[WHAT TO WORK ON]: Identify every line of the data below that contains the string "layered", and copy each of those lines.

Labeled-object pointing entries:
▼▼▼

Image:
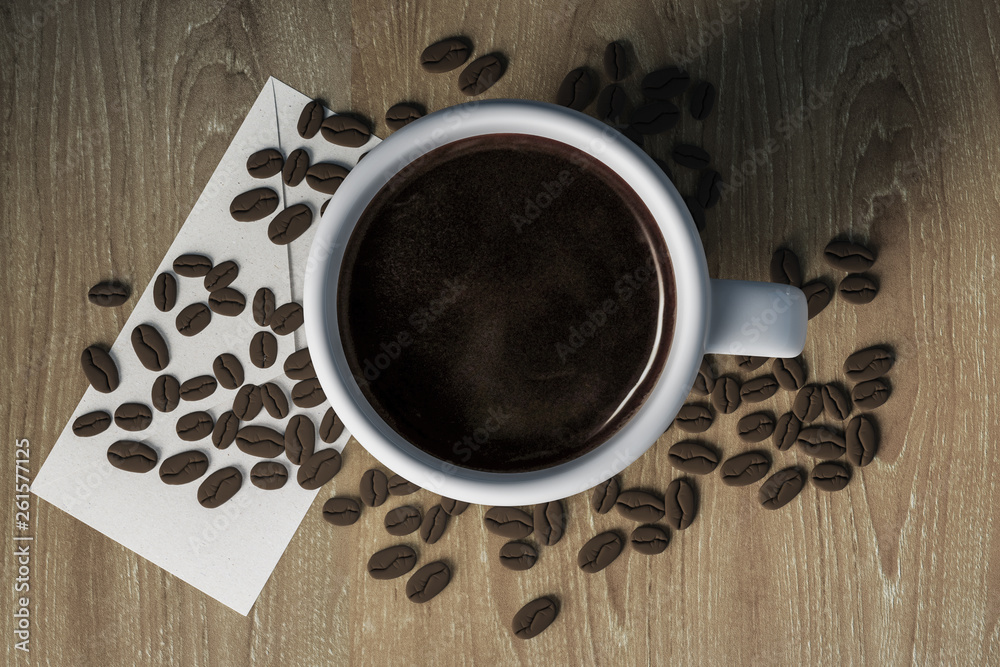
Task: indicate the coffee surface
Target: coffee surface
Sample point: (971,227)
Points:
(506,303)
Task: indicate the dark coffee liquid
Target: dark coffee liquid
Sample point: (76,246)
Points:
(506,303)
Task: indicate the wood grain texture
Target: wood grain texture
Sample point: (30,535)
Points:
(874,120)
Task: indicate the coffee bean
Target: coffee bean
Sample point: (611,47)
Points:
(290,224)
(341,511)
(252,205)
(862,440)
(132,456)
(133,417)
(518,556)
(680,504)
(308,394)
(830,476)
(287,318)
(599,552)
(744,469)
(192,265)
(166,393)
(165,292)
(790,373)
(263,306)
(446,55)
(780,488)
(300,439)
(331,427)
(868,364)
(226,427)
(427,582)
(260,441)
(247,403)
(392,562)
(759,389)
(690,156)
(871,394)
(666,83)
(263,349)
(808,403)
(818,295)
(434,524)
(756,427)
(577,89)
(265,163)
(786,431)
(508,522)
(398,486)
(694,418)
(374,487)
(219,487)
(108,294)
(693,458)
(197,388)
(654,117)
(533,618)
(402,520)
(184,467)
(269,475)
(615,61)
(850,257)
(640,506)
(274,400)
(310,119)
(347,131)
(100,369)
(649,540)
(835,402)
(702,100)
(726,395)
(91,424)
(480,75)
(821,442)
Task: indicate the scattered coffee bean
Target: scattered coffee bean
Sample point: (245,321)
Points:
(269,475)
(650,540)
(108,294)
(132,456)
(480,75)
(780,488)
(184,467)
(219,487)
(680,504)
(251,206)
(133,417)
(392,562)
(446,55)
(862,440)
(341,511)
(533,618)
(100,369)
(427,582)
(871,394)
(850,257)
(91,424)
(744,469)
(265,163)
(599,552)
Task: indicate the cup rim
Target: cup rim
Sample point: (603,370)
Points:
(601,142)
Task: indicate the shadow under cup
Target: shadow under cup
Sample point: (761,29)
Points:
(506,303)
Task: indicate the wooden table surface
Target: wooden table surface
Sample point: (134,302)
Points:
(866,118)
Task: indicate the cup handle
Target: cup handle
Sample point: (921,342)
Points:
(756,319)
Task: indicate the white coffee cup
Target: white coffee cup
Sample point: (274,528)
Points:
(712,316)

▲▲▲
▼▼▼

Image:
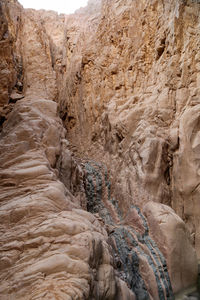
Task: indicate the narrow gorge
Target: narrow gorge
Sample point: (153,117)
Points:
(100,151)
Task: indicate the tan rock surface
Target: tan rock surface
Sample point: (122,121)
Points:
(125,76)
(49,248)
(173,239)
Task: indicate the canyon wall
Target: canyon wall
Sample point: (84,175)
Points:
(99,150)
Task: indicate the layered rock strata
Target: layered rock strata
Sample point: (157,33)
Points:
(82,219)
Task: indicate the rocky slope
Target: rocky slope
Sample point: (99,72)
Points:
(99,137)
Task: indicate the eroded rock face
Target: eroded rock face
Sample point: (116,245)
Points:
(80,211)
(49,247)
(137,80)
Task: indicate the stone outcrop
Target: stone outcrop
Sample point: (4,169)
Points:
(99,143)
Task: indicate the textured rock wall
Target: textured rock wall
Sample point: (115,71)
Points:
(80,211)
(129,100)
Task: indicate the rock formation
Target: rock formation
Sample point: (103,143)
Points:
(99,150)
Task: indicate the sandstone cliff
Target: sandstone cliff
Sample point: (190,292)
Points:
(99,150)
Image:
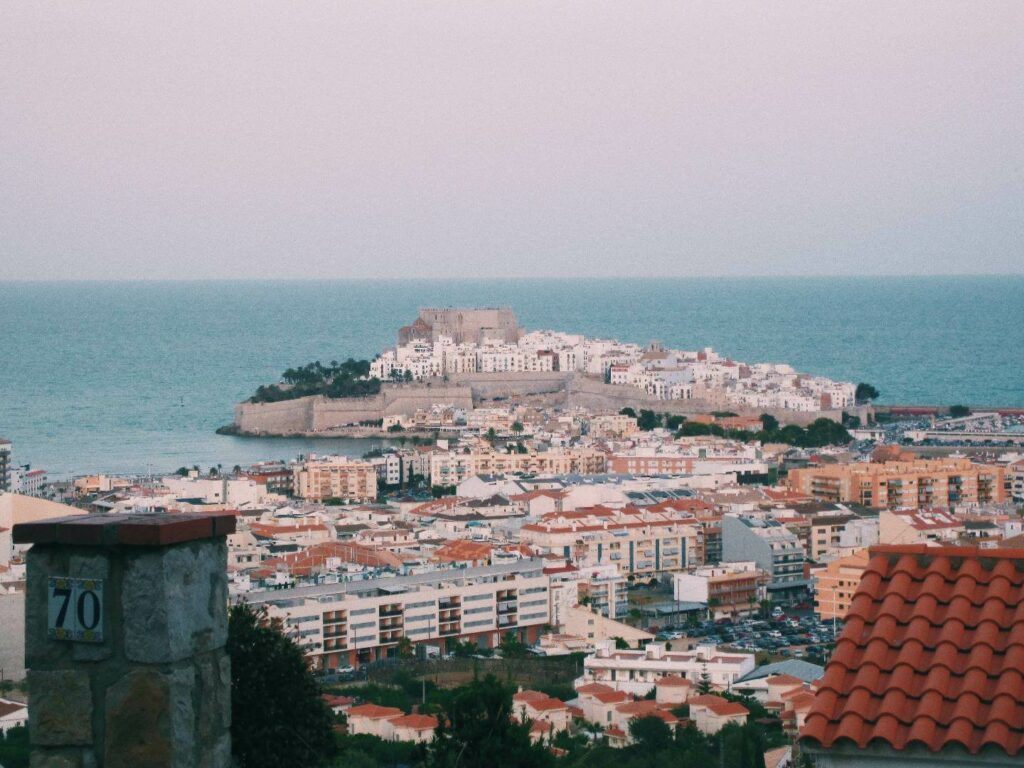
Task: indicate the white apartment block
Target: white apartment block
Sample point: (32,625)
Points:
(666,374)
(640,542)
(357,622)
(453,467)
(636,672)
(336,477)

▲▲▲

[WORKED ANSWER]:
Task: indicate the layered rock strata
Target: layered rock strata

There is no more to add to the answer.